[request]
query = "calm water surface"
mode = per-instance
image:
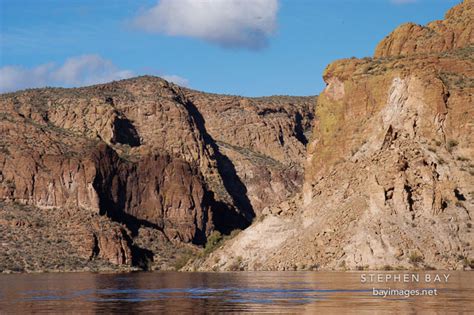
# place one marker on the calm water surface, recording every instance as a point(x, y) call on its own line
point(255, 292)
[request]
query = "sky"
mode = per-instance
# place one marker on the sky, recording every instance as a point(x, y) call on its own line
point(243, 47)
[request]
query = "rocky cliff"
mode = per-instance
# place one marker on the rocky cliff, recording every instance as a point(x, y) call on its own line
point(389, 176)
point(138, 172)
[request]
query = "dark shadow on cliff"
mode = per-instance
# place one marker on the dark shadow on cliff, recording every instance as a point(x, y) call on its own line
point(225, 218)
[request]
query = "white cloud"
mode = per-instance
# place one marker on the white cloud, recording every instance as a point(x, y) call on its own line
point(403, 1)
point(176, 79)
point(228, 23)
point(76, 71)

--

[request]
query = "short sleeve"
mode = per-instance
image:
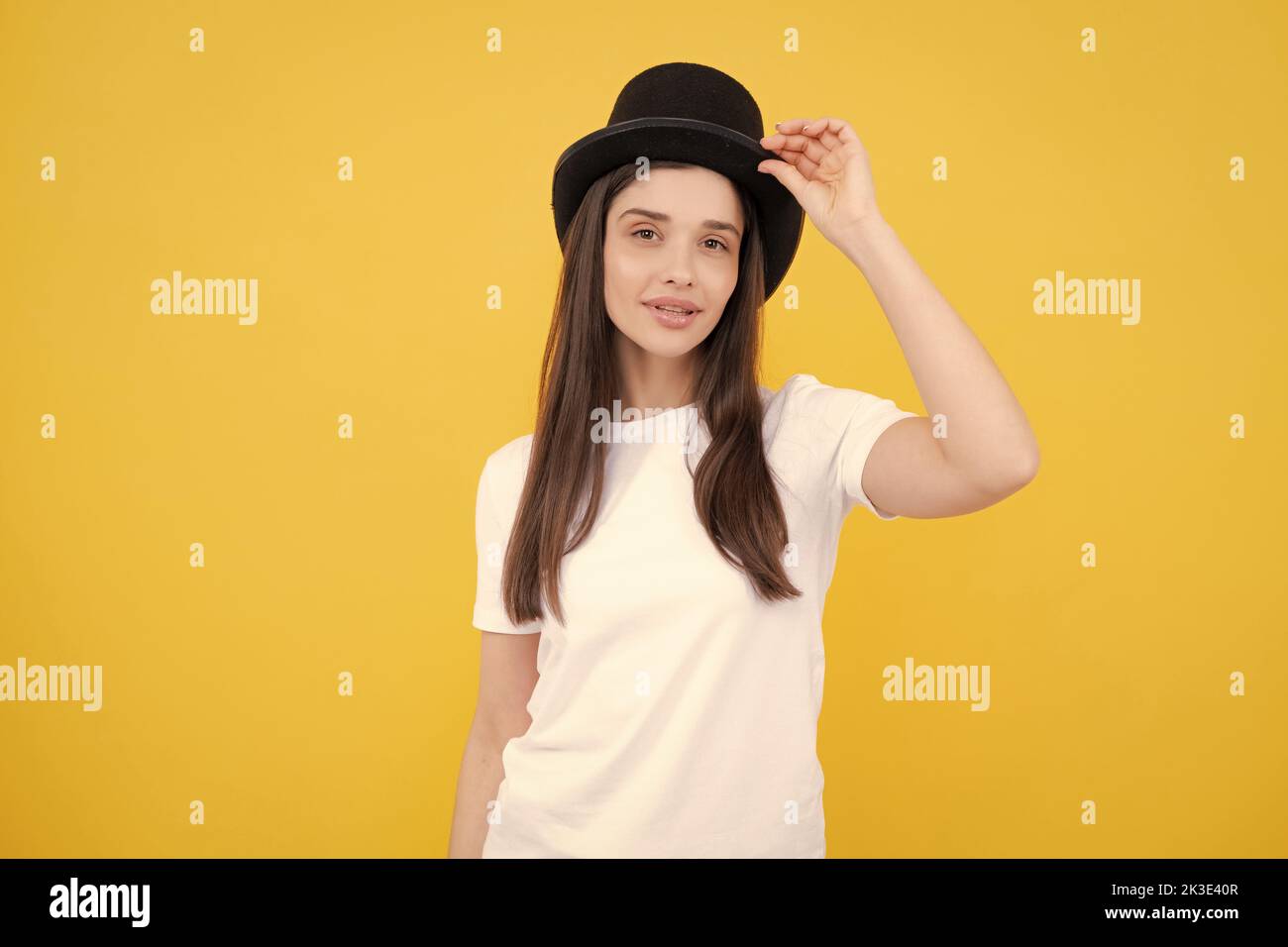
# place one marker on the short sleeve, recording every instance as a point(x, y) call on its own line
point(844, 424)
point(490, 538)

### [PROBLEM DESCRIPTION]
Collect every line in the records above that contains the string "surface", treating uppercase and lowercase as different.

### [OUTPUT OF THE EXERCISE]
query = "calm water surface"
# place one marker on the calm water surface, recording every instance as a point(x, y) call on its own line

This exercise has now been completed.